The problem :: Search the material for the word "road" and copy each line that holds it.

--- Stored data Enclosed Below ---

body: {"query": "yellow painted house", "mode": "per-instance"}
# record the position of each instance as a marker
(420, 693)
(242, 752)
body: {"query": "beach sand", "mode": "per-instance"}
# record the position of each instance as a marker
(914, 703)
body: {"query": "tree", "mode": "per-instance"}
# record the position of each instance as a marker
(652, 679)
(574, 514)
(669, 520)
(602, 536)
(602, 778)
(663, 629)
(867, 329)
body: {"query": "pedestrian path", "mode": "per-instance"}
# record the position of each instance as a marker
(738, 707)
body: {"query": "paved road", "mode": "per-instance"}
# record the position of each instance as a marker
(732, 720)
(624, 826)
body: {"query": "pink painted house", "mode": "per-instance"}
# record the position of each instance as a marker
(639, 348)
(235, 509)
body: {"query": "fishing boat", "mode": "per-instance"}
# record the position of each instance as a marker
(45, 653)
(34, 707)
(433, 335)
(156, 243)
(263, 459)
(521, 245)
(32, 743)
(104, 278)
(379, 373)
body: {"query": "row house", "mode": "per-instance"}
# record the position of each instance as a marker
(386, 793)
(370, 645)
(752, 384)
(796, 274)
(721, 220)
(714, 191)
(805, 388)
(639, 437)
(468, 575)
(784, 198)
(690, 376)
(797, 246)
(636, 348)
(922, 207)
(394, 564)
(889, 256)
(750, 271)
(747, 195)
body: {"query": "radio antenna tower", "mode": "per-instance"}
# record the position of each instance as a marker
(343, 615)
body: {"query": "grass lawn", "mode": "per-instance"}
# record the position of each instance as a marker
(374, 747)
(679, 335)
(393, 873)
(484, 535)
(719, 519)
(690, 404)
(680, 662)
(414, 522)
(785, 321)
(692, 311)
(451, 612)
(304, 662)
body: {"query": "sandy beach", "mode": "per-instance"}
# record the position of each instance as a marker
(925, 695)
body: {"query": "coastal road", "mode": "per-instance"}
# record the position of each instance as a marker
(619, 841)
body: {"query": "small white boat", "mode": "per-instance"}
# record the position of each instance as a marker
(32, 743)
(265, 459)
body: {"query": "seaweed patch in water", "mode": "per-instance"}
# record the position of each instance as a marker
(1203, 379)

--- End of Enclosed Stored data ---

Response to the exercise ::
body: {"query": "paved road", "mode": "per-instance"}
body: {"query": "coastal road", "mode": "per-instance"}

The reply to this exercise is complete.